-- Start of Material for this task --
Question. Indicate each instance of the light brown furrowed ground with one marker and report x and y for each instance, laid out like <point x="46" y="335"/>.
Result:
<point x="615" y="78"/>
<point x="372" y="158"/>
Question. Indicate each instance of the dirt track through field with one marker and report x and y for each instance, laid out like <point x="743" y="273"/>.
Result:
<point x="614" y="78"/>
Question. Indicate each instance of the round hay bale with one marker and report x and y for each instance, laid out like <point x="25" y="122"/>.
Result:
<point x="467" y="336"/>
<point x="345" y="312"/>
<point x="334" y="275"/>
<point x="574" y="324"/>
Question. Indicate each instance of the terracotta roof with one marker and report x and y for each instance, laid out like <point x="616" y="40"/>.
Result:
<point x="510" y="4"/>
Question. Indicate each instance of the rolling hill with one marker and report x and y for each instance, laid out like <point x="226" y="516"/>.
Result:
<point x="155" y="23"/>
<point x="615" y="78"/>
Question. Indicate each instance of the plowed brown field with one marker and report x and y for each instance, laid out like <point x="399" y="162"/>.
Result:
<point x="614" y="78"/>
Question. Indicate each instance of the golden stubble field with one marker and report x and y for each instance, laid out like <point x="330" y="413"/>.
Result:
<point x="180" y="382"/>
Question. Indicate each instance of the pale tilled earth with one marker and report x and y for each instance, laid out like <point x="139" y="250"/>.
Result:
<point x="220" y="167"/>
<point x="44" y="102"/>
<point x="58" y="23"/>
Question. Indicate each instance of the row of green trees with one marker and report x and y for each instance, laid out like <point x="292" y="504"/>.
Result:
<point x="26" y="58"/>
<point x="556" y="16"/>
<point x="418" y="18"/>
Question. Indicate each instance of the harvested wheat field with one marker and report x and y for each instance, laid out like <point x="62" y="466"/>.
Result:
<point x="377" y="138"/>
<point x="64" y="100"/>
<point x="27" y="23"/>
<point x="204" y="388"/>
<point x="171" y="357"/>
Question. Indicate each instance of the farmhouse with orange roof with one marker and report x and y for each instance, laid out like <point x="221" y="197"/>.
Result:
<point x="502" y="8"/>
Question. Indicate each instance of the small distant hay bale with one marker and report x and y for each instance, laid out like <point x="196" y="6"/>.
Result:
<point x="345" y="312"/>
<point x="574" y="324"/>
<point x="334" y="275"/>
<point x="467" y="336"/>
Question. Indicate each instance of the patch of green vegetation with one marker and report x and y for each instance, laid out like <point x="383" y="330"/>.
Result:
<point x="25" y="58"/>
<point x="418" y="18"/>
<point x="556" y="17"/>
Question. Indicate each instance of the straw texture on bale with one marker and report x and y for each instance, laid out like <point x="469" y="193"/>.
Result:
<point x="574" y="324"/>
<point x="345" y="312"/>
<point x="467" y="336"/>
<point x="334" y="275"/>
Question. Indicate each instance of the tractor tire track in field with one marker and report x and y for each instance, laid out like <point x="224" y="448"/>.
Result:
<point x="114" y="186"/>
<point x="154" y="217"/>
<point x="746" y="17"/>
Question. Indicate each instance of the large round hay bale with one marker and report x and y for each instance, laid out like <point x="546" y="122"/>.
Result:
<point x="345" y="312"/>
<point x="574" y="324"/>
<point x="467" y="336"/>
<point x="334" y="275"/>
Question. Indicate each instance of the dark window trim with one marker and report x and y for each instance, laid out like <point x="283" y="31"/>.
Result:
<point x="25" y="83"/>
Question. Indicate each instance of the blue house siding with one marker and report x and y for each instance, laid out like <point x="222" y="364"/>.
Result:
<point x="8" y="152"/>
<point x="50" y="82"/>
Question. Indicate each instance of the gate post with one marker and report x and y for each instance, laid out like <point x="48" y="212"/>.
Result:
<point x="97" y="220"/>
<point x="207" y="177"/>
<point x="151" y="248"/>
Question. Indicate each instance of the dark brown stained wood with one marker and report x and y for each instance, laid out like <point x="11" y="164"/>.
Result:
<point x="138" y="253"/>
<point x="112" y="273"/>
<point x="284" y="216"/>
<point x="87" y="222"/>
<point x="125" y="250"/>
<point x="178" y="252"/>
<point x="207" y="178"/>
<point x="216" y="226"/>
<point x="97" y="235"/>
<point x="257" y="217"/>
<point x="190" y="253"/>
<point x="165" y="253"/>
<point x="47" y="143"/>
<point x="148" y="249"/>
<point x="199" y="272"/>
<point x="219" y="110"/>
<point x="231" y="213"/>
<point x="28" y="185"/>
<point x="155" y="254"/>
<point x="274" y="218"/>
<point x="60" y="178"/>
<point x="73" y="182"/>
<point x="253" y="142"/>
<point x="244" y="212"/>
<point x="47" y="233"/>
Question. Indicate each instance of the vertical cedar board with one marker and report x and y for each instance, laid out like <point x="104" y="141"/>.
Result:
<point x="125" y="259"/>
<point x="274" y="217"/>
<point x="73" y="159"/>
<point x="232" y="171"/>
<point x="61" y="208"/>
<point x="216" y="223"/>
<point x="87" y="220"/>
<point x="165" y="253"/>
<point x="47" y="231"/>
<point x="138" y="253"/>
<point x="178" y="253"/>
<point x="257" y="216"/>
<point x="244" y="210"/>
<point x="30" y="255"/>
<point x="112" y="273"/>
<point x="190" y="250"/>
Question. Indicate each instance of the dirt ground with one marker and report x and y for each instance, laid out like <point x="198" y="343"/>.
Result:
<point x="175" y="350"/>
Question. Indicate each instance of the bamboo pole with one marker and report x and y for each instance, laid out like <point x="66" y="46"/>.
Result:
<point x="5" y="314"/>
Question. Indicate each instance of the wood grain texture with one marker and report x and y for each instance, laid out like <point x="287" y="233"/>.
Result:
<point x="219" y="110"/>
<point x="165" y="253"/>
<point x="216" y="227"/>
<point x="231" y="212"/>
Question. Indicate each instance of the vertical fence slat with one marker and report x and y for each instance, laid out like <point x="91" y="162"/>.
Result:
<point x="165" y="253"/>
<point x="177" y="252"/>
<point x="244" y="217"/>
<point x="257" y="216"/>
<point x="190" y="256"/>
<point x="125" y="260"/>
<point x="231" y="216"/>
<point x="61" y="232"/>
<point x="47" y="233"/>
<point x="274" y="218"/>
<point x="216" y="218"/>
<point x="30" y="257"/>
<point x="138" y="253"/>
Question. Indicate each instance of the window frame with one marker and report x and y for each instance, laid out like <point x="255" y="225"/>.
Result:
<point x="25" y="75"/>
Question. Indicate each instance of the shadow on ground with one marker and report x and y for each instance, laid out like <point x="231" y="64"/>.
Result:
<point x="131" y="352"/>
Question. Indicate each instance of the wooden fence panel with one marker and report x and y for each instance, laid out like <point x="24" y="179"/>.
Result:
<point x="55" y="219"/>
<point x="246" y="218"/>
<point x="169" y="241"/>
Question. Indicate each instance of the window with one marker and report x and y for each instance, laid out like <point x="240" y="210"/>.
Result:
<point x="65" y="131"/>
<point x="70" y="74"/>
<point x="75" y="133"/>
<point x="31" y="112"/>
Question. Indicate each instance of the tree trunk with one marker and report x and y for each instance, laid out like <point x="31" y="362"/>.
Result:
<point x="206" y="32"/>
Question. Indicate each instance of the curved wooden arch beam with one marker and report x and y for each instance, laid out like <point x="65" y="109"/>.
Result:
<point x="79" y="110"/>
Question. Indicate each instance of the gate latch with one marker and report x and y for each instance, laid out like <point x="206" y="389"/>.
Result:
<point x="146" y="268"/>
-- End of Material for this task --
### Required work
Set out the complete listing exactly as shown.

### Answer below
Question. Indicate each instance of the light brown furrowed ground with one marker and report x and y for each instance, laid out like <point x="46" y="335"/>.
Result:
<point x="615" y="78"/>
<point x="372" y="158"/>
Question. Indicate each instance of the dirt track through field with one marker and report x and y for each instance, laid out like <point x="743" y="273"/>.
Result:
<point x="614" y="78"/>
Question. Indicate each instance of the round hay bale with one marker and report x and y for each instance, laid out like <point x="25" y="122"/>.
Result:
<point x="467" y="336"/>
<point x="345" y="312"/>
<point x="334" y="275"/>
<point x="574" y="324"/>
Question. Indicate each instance of the terracotta roof with one marker and report x and y for each instance, laid out like <point x="616" y="40"/>.
Result:
<point x="510" y="4"/>
Question. Indicate each instance of the rolling hill with one marker and report x and y for each instance, laid out like <point x="226" y="516"/>.
Result:
<point x="155" y="23"/>
<point x="615" y="78"/>
Question. Indicate each instance of the plowed brown field with one marker and report x and y for each instance, laid out like <point x="399" y="162"/>.
Result:
<point x="614" y="78"/>
Question. Indicate each instance of the golden stubble field with one marker and report x and y for each instance, laid out like <point x="330" y="413"/>.
Result:
<point x="180" y="382"/>
Question. Indicate each instance of the pale tilled earth with one marker and report x and y for each instance, laid out like <point x="139" y="250"/>.
Result:
<point x="220" y="167"/>
<point x="44" y="102"/>
<point x="58" y="23"/>
Question. Indicate each instance of the row of green trees with one marker and report x and y for each instance, laid out like <point x="292" y="504"/>.
Result:
<point x="26" y="58"/>
<point x="556" y="16"/>
<point x="418" y="18"/>
Question. Indicate each instance of the harvested wheat field with one marker and report x and y for each instance, laid out like <point x="62" y="466"/>.
Result:
<point x="377" y="138"/>
<point x="64" y="100"/>
<point x="27" y="23"/>
<point x="204" y="388"/>
<point x="171" y="357"/>
Question. Indicate each instance of the farmhouse with orange roof with one marker and report x and y for each instance, laid out like <point x="221" y="197"/>.
Result:
<point x="502" y="8"/>
Question. Indicate each instance of the small distant hay bale with one marker and report x and y for each instance, laid out like <point x="196" y="6"/>.
Result:
<point x="345" y="312"/>
<point x="574" y="324"/>
<point x="334" y="275"/>
<point x="467" y="336"/>
Question. Indicate each instance of the patch of green vegetation with one marker and report x and y for each instance, laid out like <point x="383" y="330"/>.
Result:
<point x="25" y="58"/>
<point x="418" y="18"/>
<point x="556" y="17"/>
Question. Indicate each instance of the straw texture on bale with one marker and report x and y for each instance, laid out like <point x="469" y="193"/>.
Result:
<point x="574" y="324"/>
<point x="345" y="312"/>
<point x="467" y="336"/>
<point x="334" y="275"/>
Question. Indicate each instance of the tractor tire track in field with one marker and report x and y for each instance, laid out like <point x="224" y="448"/>.
Result:
<point x="114" y="186"/>
<point x="154" y="217"/>
<point x="746" y="17"/>
Question. Indicate each instance of the large round hay bale with one marker and report x and y for each instance, laid out like <point x="546" y="122"/>.
Result:
<point x="345" y="312"/>
<point x="574" y="324"/>
<point x="467" y="336"/>
<point x="334" y="275"/>
Question. Indicate each instance of the dark window trim with one marker and report x and y for each instance, laid out like <point x="283" y="31"/>.
Result:
<point x="25" y="83"/>
Question. Indicate each instance of the blue house siding with one marker and report x and y for each instance, laid out like <point x="222" y="364"/>.
Result:
<point x="8" y="152"/>
<point x="50" y="82"/>
Question. Indicate each instance of the gate post with one marker and report x and y for each instance, laid out like <point x="48" y="212"/>.
Result:
<point x="97" y="220"/>
<point x="207" y="177"/>
<point x="151" y="248"/>
Question. Indicate each instance of the dark brown stained wood with one marker and report x and y for each instance, laid out like <point x="11" y="164"/>.
Result:
<point x="138" y="253"/>
<point x="112" y="273"/>
<point x="284" y="216"/>
<point x="87" y="222"/>
<point x="125" y="250"/>
<point x="178" y="252"/>
<point x="207" y="178"/>
<point x="216" y="226"/>
<point x="97" y="235"/>
<point x="257" y="217"/>
<point x="190" y="253"/>
<point x="165" y="253"/>
<point x="47" y="143"/>
<point x="148" y="249"/>
<point x="199" y="272"/>
<point x="219" y="110"/>
<point x="231" y="213"/>
<point x="28" y="185"/>
<point x="155" y="254"/>
<point x="274" y="218"/>
<point x="60" y="178"/>
<point x="73" y="182"/>
<point x="253" y="142"/>
<point x="244" y="212"/>
<point x="47" y="233"/>
Question. Indicate each instance of the vertical cedar board with one marker and report x and y for each instance, laid out like <point x="104" y="141"/>.
Result:
<point x="125" y="259"/>
<point x="274" y="217"/>
<point x="73" y="159"/>
<point x="232" y="171"/>
<point x="61" y="208"/>
<point x="216" y="223"/>
<point x="87" y="220"/>
<point x="165" y="253"/>
<point x="47" y="231"/>
<point x="138" y="253"/>
<point x="178" y="253"/>
<point x="257" y="216"/>
<point x="244" y="210"/>
<point x="30" y="255"/>
<point x="112" y="273"/>
<point x="190" y="250"/>
Question. Indicate each instance of the dirt ground with one marker and report x and y for each instance, laid out like <point x="198" y="343"/>.
Result:
<point x="175" y="350"/>
Question. Indicate each instance of the bamboo pole with one marker and report x and y for each instance, laid out like <point x="66" y="46"/>.
Result:
<point x="5" y="314"/>
Question. Indicate each instance of the wood grain texture with one marker and report x and y for each instance, laid out like <point x="287" y="233"/>.
Result:
<point x="219" y="110"/>
<point x="165" y="253"/>
<point x="216" y="227"/>
<point x="231" y="212"/>
Question. Indicate each instance of the vertical fence slat with one marker and report x and y for each instance, laid out like <point x="91" y="162"/>.
Result:
<point x="165" y="253"/>
<point x="177" y="252"/>
<point x="244" y="217"/>
<point x="257" y="216"/>
<point x="190" y="256"/>
<point x="125" y="260"/>
<point x="231" y="216"/>
<point x="61" y="232"/>
<point x="47" y="233"/>
<point x="274" y="218"/>
<point x="216" y="218"/>
<point x="30" y="257"/>
<point x="138" y="253"/>
Question. Indicate each instance of the window frame with one marker and report x and y for each instance, laid out like <point x="255" y="225"/>.
Result:
<point x="25" y="75"/>
Question. Indicate each instance of the shadow on ground with one marker and report x and y for each instance, laid out like <point x="231" y="64"/>.
Result:
<point x="131" y="352"/>
Question. Indicate each instance of the wooden fence panel with one marker and report x and y for each instance, laid out like <point x="24" y="179"/>.
Result:
<point x="55" y="219"/>
<point x="246" y="218"/>
<point x="169" y="241"/>
Question. Indicate each instance of the window with one marker and report x and y for each instance, laid out like <point x="240" y="210"/>.
Result:
<point x="65" y="131"/>
<point x="70" y="74"/>
<point x="75" y="133"/>
<point x="31" y="112"/>
Question. Indicate each instance of the tree trunk with one marker and report x and y for each instance, laid out like <point x="31" y="362"/>.
Result:
<point x="206" y="32"/>
Question. Indicate each instance of the curved wooden arch beam with one marker and report x and y for each instance, laid out like <point x="65" y="109"/>.
Result:
<point x="79" y="110"/>
Question. Indicate each instance of the gate latch with one marker and report x and y for each instance, laid out like <point x="206" y="389"/>.
Result:
<point x="146" y="268"/>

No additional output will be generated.